-- start of Dataset rows --

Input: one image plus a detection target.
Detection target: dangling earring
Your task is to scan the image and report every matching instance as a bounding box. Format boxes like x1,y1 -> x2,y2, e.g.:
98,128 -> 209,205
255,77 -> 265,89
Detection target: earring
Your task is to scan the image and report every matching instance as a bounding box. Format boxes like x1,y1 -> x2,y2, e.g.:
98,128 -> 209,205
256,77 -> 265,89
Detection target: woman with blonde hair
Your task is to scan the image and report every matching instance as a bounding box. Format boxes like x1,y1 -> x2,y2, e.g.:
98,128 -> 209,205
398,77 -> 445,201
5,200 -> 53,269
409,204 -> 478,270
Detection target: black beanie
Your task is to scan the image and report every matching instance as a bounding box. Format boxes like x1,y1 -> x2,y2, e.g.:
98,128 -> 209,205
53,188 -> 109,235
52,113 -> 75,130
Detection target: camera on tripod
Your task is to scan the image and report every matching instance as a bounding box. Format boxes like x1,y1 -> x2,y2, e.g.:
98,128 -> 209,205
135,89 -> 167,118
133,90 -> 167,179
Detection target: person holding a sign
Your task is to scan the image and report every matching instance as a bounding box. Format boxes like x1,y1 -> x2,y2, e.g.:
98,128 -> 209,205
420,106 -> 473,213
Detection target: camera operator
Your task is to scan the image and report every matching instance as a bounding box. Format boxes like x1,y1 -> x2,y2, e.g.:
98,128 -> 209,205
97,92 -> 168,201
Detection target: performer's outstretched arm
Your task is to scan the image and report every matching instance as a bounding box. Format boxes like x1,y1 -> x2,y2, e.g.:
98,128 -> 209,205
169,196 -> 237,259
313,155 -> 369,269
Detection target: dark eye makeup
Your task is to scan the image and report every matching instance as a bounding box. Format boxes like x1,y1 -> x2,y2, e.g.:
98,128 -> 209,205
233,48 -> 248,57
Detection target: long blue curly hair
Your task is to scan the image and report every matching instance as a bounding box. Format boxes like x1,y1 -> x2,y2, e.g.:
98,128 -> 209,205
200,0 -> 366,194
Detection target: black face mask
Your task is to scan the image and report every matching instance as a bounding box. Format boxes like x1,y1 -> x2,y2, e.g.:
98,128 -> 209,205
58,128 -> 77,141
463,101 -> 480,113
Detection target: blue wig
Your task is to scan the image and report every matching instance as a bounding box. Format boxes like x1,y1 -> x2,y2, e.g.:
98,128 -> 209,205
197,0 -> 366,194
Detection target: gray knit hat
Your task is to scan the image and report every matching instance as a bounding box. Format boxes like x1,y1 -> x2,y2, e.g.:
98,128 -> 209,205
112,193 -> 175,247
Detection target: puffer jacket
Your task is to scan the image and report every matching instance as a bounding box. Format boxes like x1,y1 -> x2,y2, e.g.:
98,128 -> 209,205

-- end of Dataset rows --

Set exercise -
Copy out the lines of the data above word for word, starting at the line with "Detection target: black beanie" and ending at the line with "463,101 -> 480,113", including both of those lines.

Answer to the problem -
Detection target: black beanie
Your task is to scan the image and report every matching instance as a bounding box. Format boxes like x1,y1 -> x2,y2, e.g.:
98,128 -> 209,205
53,188 -> 109,235
52,113 -> 75,130
Detection target: camera on tripod
Your task is to scan the image and report every matching instance as a bounding box. Format boxes like x1,y1 -> x2,y2, e.g.:
98,128 -> 209,205
135,89 -> 167,118
133,90 -> 167,179
Detection target: person holding a sign
Your task is to scan the image and report every matching instance as a bounding box. Format boxes like x1,y1 -> x2,y2, e.g.:
98,128 -> 209,205
420,106 -> 473,213
Detection target: camera operator
Your task is to scan the image and report every matching instance as a bounding box. Format boxes like x1,y1 -> x2,y2, e.g.:
98,128 -> 209,205
97,92 -> 168,201
Detection target: performer's outstretched arm
Your task is to scan the image and report every matching instance as a bounding box. Format boxes like x1,y1 -> x2,y2, e.g.:
98,128 -> 209,205
169,196 -> 237,259
313,155 -> 369,269
Detection target: dark eye makeup
Your task is to scan the image and report every matching instance as a bounding box. Format boxes like x1,y1 -> x2,y2, e.g.:
98,128 -> 209,205
233,48 -> 248,57
Detection target: long blue curly hair
Your task is to scan the image and report every matching instance as a bounding box. Format boxes like x1,y1 -> x2,y2, e.g.:
98,128 -> 209,205
200,0 -> 366,194
Detection target: black face mask
Your task is to scan the image and report every matching instance as a bounding box. Format boxes like x1,y1 -> x2,y2, e.g.:
98,128 -> 209,205
58,128 -> 77,141
463,101 -> 480,113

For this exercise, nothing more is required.